* [PROVIDED DATA]
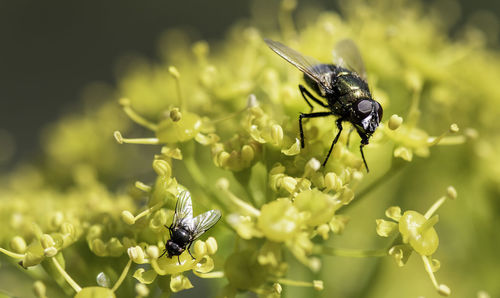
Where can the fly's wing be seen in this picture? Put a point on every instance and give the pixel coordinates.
(346, 54)
(307, 65)
(183, 210)
(205, 221)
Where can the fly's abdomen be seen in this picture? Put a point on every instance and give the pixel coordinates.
(350, 87)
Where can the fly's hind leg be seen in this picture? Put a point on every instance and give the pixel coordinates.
(339, 126)
(189, 246)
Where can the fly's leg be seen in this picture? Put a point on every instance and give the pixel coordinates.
(364, 141)
(189, 246)
(339, 126)
(310, 115)
(305, 93)
(163, 253)
(349, 137)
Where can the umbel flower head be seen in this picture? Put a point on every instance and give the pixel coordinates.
(224, 120)
(416, 233)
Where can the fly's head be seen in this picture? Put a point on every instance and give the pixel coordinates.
(173, 249)
(367, 116)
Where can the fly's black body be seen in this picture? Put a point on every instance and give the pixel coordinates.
(343, 89)
(185, 229)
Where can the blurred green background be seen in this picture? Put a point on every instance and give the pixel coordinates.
(51, 51)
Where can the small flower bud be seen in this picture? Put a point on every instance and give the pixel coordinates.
(313, 164)
(114, 247)
(175, 114)
(318, 285)
(153, 252)
(68, 229)
(18, 245)
(47, 241)
(223, 158)
(293, 150)
(252, 101)
(103, 280)
(118, 137)
(451, 192)
(315, 265)
(323, 231)
(200, 248)
(454, 128)
(39, 289)
(142, 290)
(386, 228)
(332, 181)
(403, 153)
(211, 245)
(57, 219)
(288, 183)
(247, 153)
(277, 134)
(179, 282)
(128, 217)
(162, 167)
(98, 247)
(136, 254)
(395, 122)
(393, 212)
(50, 252)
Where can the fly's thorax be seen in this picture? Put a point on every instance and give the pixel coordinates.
(366, 115)
(181, 236)
(349, 85)
(173, 249)
(328, 75)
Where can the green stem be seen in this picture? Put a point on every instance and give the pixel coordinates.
(12, 254)
(395, 168)
(122, 276)
(353, 253)
(66, 276)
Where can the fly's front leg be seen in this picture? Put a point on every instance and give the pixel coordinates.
(305, 93)
(189, 246)
(310, 115)
(339, 126)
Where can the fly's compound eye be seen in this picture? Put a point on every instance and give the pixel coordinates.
(364, 108)
(380, 111)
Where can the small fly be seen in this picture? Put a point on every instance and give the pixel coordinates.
(342, 86)
(185, 229)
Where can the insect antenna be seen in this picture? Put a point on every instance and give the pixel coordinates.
(363, 156)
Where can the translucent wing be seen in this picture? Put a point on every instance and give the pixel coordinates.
(346, 54)
(183, 209)
(307, 65)
(205, 221)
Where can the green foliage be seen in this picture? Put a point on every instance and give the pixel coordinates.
(225, 126)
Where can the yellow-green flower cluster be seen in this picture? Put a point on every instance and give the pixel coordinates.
(224, 119)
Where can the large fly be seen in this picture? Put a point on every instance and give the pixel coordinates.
(341, 86)
(185, 229)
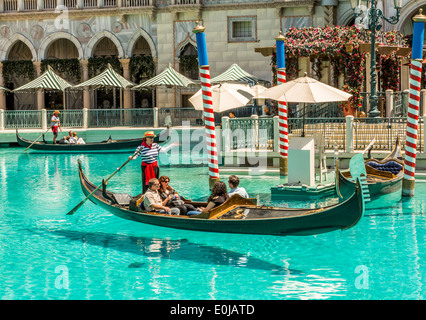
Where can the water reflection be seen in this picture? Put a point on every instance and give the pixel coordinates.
(177, 250)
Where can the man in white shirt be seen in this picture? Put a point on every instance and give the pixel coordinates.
(55, 123)
(233, 182)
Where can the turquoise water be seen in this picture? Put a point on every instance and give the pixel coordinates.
(45, 254)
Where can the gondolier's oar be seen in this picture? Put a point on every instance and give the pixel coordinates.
(106, 180)
(36, 140)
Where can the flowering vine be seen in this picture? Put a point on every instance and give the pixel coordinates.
(339, 45)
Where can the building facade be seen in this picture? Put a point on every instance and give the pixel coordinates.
(39, 30)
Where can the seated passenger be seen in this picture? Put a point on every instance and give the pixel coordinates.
(233, 182)
(65, 139)
(153, 202)
(217, 197)
(73, 138)
(175, 202)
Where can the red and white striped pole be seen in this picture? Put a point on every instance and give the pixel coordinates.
(206, 90)
(408, 180)
(282, 107)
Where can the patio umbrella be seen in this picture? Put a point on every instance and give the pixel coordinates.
(305, 90)
(48, 80)
(225, 96)
(108, 78)
(235, 74)
(168, 77)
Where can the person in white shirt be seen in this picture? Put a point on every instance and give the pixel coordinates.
(233, 182)
(73, 138)
(55, 123)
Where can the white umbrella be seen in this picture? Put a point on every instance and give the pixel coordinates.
(258, 89)
(305, 90)
(225, 96)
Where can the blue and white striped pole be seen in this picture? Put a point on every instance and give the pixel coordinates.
(408, 180)
(206, 89)
(282, 107)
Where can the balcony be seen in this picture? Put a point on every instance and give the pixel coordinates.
(22, 6)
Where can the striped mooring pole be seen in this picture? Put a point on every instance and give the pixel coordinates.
(206, 90)
(282, 107)
(408, 180)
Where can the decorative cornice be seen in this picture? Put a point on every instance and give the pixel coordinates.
(83, 13)
(153, 10)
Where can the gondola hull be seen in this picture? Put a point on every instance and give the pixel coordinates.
(379, 182)
(376, 189)
(252, 219)
(108, 145)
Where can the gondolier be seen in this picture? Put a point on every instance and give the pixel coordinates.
(55, 124)
(149, 151)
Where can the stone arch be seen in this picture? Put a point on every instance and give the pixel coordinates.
(183, 44)
(345, 18)
(95, 39)
(407, 11)
(5, 49)
(42, 51)
(132, 41)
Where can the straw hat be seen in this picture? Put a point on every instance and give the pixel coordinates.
(149, 134)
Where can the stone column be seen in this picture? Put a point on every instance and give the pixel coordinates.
(2, 92)
(86, 90)
(127, 93)
(40, 92)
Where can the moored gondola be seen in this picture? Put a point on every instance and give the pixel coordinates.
(107, 145)
(237, 215)
(383, 176)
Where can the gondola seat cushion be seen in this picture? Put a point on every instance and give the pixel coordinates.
(122, 199)
(136, 204)
(390, 166)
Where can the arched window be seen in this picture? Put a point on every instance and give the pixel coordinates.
(188, 64)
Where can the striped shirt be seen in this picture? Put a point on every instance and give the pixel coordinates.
(148, 155)
(54, 121)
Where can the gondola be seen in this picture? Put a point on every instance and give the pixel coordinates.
(383, 176)
(237, 215)
(107, 145)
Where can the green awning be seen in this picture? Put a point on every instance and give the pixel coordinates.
(168, 77)
(108, 78)
(48, 80)
(236, 74)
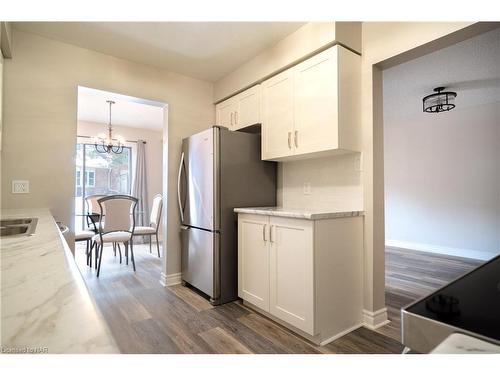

* [DIRECTIONS FOR THIS TASK] Which lines of the listing above contain the word "small"? Reproduce each of those lines in full, treating uppercase and lowercase as different.

* [THE COMPLETED TASK]
Where can the small flower bud be seen in this picture? Put a point on every instance and give the pixel coordinates.
Where can the small fly be seen in this picture? Put a point on every instance and give the pixel coordinates.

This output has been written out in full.